**** 提示された文章 ****

というふうに、自分自身にとらわれ、自分に都合のいい人や事物を自分の所有物としたいと貪り求めてゆく心のはたらきを愛といい、愁いと怖れの原因とみなされてきたのです。それを渇愛というのは、このような貪りの心は、私どもの生存の根源に根ざしたもので、のどのかわいたものが、無性に水をほしがるように、理性によるコントロールも、意志による抑制もきかないほど強烈なものであることをあらわしています。
怒り憎む瞋恚が、自分に都合の悪い状況(逆境)に反発して起こす心であるのに対して、貪愛の心は、自分にとって都合のいい状況(順境)に対して起こる心であるといわれています。そして順逆の縁によって、愛憎の心が起こる根源には、自分自身の存在を絶対的なものとみなし、自分の都合を中心としてすべてをみてゆく自己中心的な想念(おもい)があります。それを愚痴(おろかさ)とか無明(無知)といいます。無明とは、ある特定の対象についての知識が欠けているということではなくて、自分自身の存在の真相についての無知ということであり、自分というものが固定的な実体として実在しているとみなす自己自身への根源的な誤解のことです。ともあれ、このような愚痴(無明)を中心として起こる貪欲と瞋恚を三毒の煩悩といい、自他を苦しめ悩ますいわば心の猛毒であるとされてきました。

****

= 短い課題 =
三毒の煩悩について述べた上の文章を、最後の文の後から書き継いでください。

**** 提供された一覧 ****

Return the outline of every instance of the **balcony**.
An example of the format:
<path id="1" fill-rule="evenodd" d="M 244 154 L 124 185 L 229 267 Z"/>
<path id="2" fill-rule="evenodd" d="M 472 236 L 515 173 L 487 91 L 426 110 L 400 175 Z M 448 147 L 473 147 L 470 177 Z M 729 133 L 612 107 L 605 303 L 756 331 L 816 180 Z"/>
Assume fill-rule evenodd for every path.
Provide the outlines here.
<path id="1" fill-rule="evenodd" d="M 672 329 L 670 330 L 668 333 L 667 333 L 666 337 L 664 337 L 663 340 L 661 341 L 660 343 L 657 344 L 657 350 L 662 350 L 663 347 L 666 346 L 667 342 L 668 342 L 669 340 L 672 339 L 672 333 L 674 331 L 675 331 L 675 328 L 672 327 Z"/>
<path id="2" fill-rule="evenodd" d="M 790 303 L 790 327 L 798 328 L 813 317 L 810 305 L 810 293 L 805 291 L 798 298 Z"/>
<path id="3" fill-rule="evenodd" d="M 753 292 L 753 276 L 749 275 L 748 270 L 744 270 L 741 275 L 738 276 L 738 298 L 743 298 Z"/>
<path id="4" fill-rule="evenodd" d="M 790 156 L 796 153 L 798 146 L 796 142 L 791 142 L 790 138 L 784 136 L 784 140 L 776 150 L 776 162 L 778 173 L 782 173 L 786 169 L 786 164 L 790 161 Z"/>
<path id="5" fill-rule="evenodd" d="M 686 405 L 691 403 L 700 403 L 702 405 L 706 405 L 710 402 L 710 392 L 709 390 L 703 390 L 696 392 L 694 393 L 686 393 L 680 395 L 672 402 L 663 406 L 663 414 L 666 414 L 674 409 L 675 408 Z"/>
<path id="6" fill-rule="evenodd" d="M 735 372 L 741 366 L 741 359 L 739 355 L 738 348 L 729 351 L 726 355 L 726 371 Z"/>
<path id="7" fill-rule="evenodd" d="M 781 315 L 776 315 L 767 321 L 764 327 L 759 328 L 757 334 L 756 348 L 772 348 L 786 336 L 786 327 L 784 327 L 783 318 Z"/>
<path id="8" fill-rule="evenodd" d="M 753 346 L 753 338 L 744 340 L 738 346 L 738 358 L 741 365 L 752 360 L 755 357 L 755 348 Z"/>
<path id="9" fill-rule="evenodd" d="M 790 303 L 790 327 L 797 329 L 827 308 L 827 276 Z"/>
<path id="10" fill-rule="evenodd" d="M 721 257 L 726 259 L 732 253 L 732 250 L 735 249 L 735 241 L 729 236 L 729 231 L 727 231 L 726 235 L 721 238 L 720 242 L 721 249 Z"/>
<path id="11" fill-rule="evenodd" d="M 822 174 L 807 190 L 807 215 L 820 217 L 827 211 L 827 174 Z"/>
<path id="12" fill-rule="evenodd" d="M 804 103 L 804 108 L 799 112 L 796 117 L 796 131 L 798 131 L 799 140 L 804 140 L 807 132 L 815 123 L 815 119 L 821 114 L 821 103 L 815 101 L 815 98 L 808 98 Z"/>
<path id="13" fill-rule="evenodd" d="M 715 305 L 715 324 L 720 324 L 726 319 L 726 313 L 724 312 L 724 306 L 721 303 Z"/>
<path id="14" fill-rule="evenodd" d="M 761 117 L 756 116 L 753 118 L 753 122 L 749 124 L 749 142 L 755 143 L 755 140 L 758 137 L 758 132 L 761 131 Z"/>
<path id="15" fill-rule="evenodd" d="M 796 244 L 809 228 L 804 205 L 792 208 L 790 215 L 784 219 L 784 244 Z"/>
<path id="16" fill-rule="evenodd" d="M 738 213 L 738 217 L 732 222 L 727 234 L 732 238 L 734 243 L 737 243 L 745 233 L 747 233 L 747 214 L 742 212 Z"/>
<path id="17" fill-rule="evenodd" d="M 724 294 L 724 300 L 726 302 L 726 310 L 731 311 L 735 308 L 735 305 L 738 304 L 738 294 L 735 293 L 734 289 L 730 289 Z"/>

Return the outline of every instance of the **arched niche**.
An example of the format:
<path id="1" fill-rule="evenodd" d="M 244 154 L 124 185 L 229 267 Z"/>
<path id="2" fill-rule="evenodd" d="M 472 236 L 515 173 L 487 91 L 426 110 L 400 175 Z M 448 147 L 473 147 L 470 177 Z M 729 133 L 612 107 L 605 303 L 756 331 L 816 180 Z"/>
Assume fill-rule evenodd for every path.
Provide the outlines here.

****

= 課題の出力 =
人の世には愛がなければならないといいましたが(前節)、その愛は渇愛であり、貪愛であってはならないのです。親と子、夫と妻、兄弟、友人をつなぐきずなは「愛」ですが、人を愛するという名のもとに、実は人を自分の幸福のための道具としてとりこもうとする自己愛であることがあまりにも多いようです。「私はあなたを愛します」というとき、多くの場合「あなたは、私にとって都合のいい存在です。私の幸福のためにあなたが必要なのです」といっているのではないでしょうか。もしそうならば、相手を愛しているのではなくて、自分の幸福を実現するための手段として、道具としてあなたが必要であるといっていることになります。
このようにお互いが自分の幸福のために利用しあうという間柄で、たまたま利害関係が一致している状態を「愛」というのならば、それは我欲そのものですから、仏陀はそれを愛欲とよばれたのです。このような危険な愛に生きているのが人間であるとすれば、人間関係というものは、たえず破滅の危機に直面しているといえましょう。さきにあげた『法句経』に「愛より愁いは生じ、愛より怖れは生ずる」といわれたのはそのゆえです。